* Required tasks:
1 > Translate this sentence from the article on the album WAT into Spanish: "WAT is the sixth studio album by Slovenian music group Laibach, released September 8, 2003."
2 > In one to three sentences, explain what the title WAT stands for, according to the article on the album, and what shows it.

++++ Passage

Studio album by Laibach
- Released: September 8, 2003
- Genre: Post-industrial, electro-industrial, EBM
- Length: 58:23 (CD version), 62:27 (2LP version)
- Label: Mute
- Producer: Iztok Turk & Laibach

Laibach chronology
| The John Peel Sessions (2002) | WAT (2003) | Anthems (2004) |

= WAT (album) =

WAT is the sixth studio album by Slovenian music group Laibach, released September 8, 2003.

The CD included a bonus video of "Tanz mit Laibach" and the vinyl LP and promo CD "Reject or Breed".

The album title is an acronym for "We Are Time" as the title track reveals.

"The point of WAT is not what Laibach is, or what it wants, but what you are and where you stand".

Professional ratings
Review scores
| Source | Rating |
| Allmusic |  |

==CD track listing==
1. "B Mashina" performed by Laibach / Tomi Meglič – 3:50 (83 BPM)
2. "Tanz mit Laibach" (Laibach/Meglič/Turk/Umek) – 4:19 (126 BPM)
3. "Du bist unser" (Laibach/Mlakar/Umek) – 5:38 (125 BPM)
4. "Achtung!" (Laibach/Mlakar/Turk) – 4:06 (127 BPM)
5. "Ende" (Laibach/Turk/Umek) – 3:45 (127 BPM)
6. "Now You Will Pay" (Laibach/Turk) – 6:07 (125 BPM)
7. "Hell: Symmetry" (Laibach/Turk) – 5:02 (115 BPM)
8. "Das Spiel ist aus" (Laibach/Turk) – 4:21 (130 BPM)
9. "Satanic Versus" (Laibach/Umek) – 4:52 (107 BPM)
10. "The Great Divide" (Laibach/Turk) – 5:11 (100 BPM)
11. "WAT" (Avsenik/Laibach/Turk/Umek) – 5:33 (97 BPM)

++++++++
++++ Data

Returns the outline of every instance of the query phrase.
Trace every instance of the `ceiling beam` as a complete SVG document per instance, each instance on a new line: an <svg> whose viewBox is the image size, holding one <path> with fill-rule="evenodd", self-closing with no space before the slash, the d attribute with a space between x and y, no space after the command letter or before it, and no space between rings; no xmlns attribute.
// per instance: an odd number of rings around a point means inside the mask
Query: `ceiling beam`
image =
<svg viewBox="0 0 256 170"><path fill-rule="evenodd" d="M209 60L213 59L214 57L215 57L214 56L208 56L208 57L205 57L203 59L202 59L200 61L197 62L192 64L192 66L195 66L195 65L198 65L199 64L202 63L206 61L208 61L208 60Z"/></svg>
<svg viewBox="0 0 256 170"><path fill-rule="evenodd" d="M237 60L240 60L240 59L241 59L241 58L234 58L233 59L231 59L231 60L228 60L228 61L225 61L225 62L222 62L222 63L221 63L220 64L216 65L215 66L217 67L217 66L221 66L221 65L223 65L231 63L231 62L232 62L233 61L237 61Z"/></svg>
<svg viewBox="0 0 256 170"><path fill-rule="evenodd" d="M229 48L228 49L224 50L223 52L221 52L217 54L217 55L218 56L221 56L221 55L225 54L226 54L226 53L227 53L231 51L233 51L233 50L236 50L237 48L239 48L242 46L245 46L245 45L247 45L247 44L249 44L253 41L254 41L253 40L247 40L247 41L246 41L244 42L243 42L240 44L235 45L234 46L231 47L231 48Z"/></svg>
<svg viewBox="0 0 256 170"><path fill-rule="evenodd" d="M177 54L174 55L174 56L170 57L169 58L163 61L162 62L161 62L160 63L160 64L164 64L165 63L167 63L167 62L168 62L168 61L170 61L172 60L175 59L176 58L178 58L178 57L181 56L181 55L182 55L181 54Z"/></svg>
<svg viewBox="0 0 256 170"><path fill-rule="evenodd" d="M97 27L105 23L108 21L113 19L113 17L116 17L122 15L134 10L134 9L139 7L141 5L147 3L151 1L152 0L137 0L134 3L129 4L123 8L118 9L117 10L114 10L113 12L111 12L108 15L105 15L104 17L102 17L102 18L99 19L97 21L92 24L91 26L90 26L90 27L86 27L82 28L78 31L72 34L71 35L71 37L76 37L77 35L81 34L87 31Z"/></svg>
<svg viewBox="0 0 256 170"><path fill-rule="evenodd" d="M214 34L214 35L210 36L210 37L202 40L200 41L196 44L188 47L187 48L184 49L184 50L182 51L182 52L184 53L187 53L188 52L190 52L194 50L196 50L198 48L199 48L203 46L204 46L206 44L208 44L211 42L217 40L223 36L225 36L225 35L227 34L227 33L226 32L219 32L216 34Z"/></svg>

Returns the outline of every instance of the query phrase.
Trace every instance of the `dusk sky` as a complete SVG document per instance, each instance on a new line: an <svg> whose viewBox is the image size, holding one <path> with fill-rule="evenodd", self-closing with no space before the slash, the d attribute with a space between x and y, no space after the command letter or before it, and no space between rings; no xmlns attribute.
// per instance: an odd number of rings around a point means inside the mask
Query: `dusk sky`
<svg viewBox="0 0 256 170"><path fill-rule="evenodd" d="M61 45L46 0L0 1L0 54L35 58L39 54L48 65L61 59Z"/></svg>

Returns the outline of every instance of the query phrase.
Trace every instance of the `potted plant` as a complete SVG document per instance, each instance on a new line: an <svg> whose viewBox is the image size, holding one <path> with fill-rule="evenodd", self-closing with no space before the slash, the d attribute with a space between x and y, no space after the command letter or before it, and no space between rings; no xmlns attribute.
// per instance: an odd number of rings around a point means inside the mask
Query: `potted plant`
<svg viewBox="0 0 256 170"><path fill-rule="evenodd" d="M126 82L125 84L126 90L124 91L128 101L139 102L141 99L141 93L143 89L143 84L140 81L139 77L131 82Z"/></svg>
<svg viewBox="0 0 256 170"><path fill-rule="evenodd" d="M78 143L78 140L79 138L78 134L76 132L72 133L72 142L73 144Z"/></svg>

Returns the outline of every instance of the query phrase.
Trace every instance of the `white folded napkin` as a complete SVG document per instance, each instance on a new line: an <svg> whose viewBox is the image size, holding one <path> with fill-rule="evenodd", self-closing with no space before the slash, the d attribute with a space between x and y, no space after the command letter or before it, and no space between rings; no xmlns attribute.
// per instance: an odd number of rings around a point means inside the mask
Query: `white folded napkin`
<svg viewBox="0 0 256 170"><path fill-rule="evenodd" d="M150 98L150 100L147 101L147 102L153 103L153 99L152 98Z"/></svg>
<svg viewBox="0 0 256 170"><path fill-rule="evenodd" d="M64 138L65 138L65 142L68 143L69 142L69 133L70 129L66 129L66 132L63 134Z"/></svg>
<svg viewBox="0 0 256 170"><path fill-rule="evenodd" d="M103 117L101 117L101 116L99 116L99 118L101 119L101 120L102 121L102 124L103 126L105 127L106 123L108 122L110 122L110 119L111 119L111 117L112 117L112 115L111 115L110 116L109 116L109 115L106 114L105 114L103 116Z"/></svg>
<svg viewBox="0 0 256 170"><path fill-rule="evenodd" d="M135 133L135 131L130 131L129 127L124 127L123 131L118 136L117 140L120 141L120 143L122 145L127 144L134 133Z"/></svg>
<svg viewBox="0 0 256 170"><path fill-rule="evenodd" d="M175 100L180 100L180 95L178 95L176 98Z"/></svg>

++++++++

* Exercise responses:
1 > WAT es el sexto álbum de estudio del grupo musical esloveno Laibach, publicado el 8 de septiembre de 2003.

2 > WAT is an acronym for "We Are Time." The album's title track reveals this.